• Questions à traiter:
1) Répondez à ces questions sur l'entretien avec la chanteuse lyrique reproduit ci-dessous :
(a) À quelle date et dans quelle salle le récital « From Babelsberg to Beverly Hills » a-t-il lieu ?
(b) Les musiciens rencontrés en Allemagne ont accepté d'accompagner les chansons de quelle artiste ?
(c) Quelle œuvre réglée par Marthaler a reçu un accueil terrible le soir de sa première à Paris ?
2) Poursuivez l'entretien avec la chanteuse lyrique reproduit ci-dessous en reprenant juste après sa dernière phrase.

• Texte:
-- -- --

Pouvez-vous nous parler de votre récital du 28 juin 2009 à Garnier, « From Babelsberg to Beverly Hills », où vous allez quitter vos héroïnes habituelles pour interpréter un autre répertoire?

 

J’avais très envie de m’éloigner un moment de l’opéra et de chanter des mélodies plus légères, pour m’amuser. J’ai eu un jour l’opportunité de rencontrer des musiciens d’orchestre en Allemagne, qui jouent également en formation réduite et leur ai proposé de m’accompagner dans des chansons de Marlene Dietrich. Ils ont accepté et le résultat nous a paru intéressant. Puis j’ai participé à un hommage à Kurt Weill, des expériences qui m’ont donné envie d’aller plus loin et de construire un programme au cours duquel je pourrai mélanger les œuvres. C’est ce que vous entendrez en juin prochain.

 

Pour vous avoir vue dans des mises en scène signées Marthaler ou Warlikovski, créateurs avant-gardistes, j’ai peine à vous imaginer dans des spectacles « traditionnels ». Dans quel état d’esprit êtes-vous lorsque la proposition scénique est faible ou inexistante?

 

Mais vous savez, lorsque l’on répète, on ne sait jamais si le spectacle sera bon ou mauvais, il faut attendre le verdict du public : c’est lui qui décide. Avec des personnalités comme celles que vous avez citées, le public attend toujours quelque chose de particulier, un scandale, ce qui met la barre très haut. Je me souviens très bien de l’accueil réservé le soir de la première de Katia Kabanova réglée par Marthaler ici à Paris : terrible. Nous étions tous très étonnés, car à Salzbourg, tout c’était déroulé sans difficulté. Puis à la seconde, le public avait totalement changé et les huées ont fait place aux bravos. Il faut vraiment se méfier, chaque soir est différent et ceci est valable pour nous qui sommes des êtres humains, qui essayons de donner le maximum : parfois nous ne sommes pas en mesure de lutter contre la fatigue, le stress, la maladie, que sais-je ?

 

Vous vous êtes déjà mesurée à Salomé et à Kundry, deux tessitures très différentes. Quel est le rôle dont vous rêvez ?

-- -- --

• Données de l'exercice:
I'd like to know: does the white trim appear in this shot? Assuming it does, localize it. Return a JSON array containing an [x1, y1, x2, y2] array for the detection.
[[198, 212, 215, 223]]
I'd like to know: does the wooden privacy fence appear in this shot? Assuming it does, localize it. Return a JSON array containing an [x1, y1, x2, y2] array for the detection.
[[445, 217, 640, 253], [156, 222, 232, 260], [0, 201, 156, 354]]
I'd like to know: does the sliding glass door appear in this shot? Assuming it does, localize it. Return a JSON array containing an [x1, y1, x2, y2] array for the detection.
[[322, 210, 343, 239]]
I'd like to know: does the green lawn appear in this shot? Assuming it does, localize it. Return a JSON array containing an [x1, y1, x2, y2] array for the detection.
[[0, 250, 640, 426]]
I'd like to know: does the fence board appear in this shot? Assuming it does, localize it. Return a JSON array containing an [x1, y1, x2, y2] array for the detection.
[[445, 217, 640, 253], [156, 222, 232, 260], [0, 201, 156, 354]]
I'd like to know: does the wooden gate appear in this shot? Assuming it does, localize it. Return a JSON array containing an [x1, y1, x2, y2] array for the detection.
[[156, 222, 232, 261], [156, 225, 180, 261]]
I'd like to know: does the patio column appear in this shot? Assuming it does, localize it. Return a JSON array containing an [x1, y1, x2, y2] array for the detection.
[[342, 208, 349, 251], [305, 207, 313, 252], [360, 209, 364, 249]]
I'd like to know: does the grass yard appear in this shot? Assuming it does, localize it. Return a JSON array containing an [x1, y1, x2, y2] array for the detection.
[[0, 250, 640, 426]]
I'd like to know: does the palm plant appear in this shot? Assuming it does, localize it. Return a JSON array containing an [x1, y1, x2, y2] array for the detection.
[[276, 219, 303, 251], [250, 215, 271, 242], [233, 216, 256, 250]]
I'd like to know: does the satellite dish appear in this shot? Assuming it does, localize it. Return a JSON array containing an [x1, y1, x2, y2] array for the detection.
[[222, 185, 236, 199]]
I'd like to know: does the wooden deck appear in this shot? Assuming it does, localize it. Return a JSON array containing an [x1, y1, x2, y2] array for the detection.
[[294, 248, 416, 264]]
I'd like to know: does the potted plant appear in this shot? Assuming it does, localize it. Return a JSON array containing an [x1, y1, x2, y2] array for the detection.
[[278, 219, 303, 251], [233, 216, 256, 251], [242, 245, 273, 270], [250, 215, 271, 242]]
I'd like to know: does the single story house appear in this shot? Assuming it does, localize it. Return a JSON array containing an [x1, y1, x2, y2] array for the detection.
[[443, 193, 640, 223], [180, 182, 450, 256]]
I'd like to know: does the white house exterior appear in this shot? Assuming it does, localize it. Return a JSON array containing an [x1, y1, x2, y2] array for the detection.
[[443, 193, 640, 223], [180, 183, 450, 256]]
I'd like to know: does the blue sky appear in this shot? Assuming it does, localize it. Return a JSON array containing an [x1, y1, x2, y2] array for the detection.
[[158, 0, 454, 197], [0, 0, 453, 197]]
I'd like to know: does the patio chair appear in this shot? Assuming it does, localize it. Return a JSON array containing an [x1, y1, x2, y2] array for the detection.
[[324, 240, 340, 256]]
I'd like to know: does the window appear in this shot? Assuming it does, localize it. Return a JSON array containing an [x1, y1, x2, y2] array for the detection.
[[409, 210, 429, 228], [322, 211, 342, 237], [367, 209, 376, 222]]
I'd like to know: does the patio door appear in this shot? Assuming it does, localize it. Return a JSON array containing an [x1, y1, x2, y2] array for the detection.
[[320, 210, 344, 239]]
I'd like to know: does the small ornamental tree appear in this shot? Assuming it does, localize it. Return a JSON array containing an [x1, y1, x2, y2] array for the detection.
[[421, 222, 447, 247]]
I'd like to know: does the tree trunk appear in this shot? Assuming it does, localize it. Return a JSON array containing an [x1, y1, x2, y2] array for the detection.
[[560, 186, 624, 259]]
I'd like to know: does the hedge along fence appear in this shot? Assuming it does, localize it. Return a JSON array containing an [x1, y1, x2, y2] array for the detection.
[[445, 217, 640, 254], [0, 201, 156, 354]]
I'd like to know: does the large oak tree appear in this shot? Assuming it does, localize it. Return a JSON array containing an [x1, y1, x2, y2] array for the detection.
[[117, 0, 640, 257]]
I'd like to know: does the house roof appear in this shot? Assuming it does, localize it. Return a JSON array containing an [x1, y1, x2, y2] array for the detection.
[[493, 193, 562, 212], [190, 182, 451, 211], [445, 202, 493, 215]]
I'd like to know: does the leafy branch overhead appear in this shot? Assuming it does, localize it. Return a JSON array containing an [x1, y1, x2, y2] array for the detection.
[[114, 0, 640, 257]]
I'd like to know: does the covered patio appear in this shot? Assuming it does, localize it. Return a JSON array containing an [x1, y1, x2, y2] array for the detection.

-- -- --

• Réponses attendues:
1)
(a) Le 28 juin 2009, à Garnier.
(b) Marlene Dietrich.
(c) Katia Kabanova.

2)
Isolde bien sur ! On me l’a déjà proposée, mais je préfère patienter encore un peu. Je sais que si j’accepte un tel défi sans être parfaitement préparée, je vais courir des risques et je n’y tiens pas. Plus qu’une mise en scène « révolutionnaire », j’aurai besoin pour cette partition d’un très bon chef, qui saura m’accompagner et soutenir ma voix, sans que celle-ci soit écrasée par la masse orchestrale. Cet élément est primordial et pèsera beaucoup dans ma décision.

 

Paris est depuis dix ans l’un de vos ports d’attache : peut-on savoir ce que vous y trouvé de particulier, d’insolite par rapport aux autres capitales culturelles que vous connaissez?

 

Oh, c’est difficile à expliquer, car toutes les capitales ont quelque chose d’unique et les sensations que nous en avons sont différentes. J’étais hier à Milan pour discuter de L’affaire Makropoulos que je reprendrai bientôt à la Scala, une ville italienne extrêmement vivante, stimulante, où l’on voit des gens boire du café aux bars. A Paris les gens sont pressés, semblent toujours courir après quelque chose ou quelqu’un : c’est très amusant.

 

Avec le recul quels ont été les conseils les plus utiles que vous avez reçus en commençant votre carrière et qui vous accompagnent depuis ?

 

Je garde en mémoire les conseils que m’a prodigué un jour Claudio Abbado, lorsque j’ai débuté à Salzbourg avec Marie de Wozzeck. Pendant les répétitions je cherchais continuellement des choses, prenant du temps sur certaines phrases, accentuant certains détails en me demandant si ces variations même infimes, satisferaient le maestro et à chaque fois il venait me voir et me disait : « Tu dois avoir confiance en toi, cherches ton chemin et je te suivrais quoiqu’il arrive. Si tu te trompes, ne t’en fais pas, on te le dira ! » J’avoue que cela m’a été très utile et j’y pense encore souvent.

 

 

Propos recueillis et traduits de l’anglais par François Lesueur,

 le 18 décembre 2008.

 

*la première fois à Salzbourg avec Simon Rattle et le Berliner Philharmoniker (EMI).